Entries from a pointing dataset:

----------

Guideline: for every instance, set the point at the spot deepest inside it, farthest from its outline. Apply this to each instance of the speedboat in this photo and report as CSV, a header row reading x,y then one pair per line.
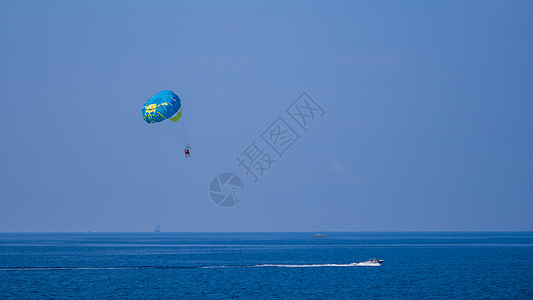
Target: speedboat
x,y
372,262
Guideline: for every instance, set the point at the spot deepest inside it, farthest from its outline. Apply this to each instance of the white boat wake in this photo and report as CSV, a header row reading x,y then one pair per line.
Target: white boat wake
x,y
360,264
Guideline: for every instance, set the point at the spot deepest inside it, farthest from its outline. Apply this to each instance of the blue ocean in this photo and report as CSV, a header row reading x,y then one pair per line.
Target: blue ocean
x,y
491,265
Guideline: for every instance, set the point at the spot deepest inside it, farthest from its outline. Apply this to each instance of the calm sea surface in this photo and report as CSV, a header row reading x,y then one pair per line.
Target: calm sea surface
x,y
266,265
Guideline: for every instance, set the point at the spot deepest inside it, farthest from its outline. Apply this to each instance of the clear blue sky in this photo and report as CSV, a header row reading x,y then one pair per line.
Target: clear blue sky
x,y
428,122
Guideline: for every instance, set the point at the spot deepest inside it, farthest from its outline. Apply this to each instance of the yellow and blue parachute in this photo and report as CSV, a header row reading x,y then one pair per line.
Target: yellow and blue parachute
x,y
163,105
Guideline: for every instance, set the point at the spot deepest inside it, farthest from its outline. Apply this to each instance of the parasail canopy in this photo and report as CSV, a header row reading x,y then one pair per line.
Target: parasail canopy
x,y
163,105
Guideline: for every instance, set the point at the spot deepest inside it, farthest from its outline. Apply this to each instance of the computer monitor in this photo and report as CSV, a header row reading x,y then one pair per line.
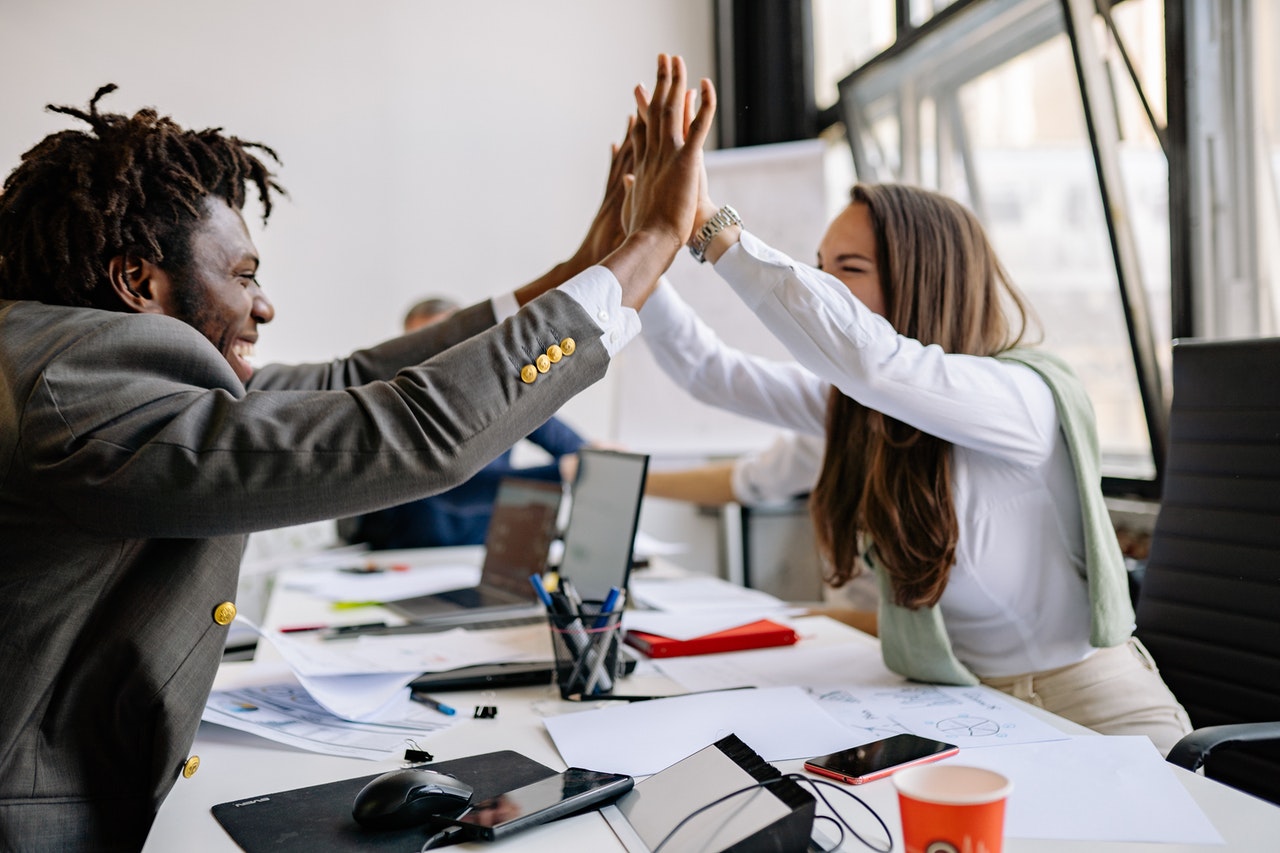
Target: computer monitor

----------

**Given exercise:**
Word for word, quote the lines above. Omit the pictures.

**Solution:**
Guideline: for every instance, set the point at the spot deepest inside it, farthest from its outline. Apply this to each instance of the speedboat in this photo and report as CSV, a header row reading x,y then one pair per line.
Target: speedboat
x,y
372,262
Guideline: for every instance, set the point at the spot deepest inside it, farthest from its outline. Apply this to each instance of the white boat wake in this photo and report as CSV, a header row reading x,y then one pair per line.
Target: white boat wake
x,y
360,264
Guideline: for every instance, set the point at the spot deepest inside it, farthest from its outline. Apply this to each instance of the blue ocean in this photo and report as CSV, a header row reading x,y then one pair per line.
Target: blue ocean
x,y
491,265
Guideline: for every instance, set the point at the spot deepest inside it, farthest from its outline. Apply this to each instance of the calm sea surface in this photo and report as CSV, a header row reading x,y then one pair per line.
Target: calm sea surface
x,y
266,265
Guideline: for every instance, set the point at the spot deepest inside it, farthest from its outline. Apply this to each instance of the clear blue sky in this photo and report as CSV, a header row reading x,y then one pair per line.
Target: clear blue sky
x,y
428,122
Guideline: for every instance, set the point at the spot deepest inside it, farthest from its outline. Apply this to each instance of the yellow and blue parachute in this photo and report as CSV, a header row reading x,y then one pair per line.
Target: yellow and blue parachute
x,y
163,105
Guideline: for every instance, set the point at the spot deepest inside it, farthest from its outline. Apply this to each instance of the parasail canopy in this photo and report as CSV, a header row reading x,y then one pair per line.
Target: parasail canopy
x,y
163,105
Guideline: for every instance, set the point at the spot deepest inside it, farthest from its outline. Apply this to each instance of the computer monitor in this photo and report as CSV, a header row reading x,y then one pair per line.
Target: computer monitor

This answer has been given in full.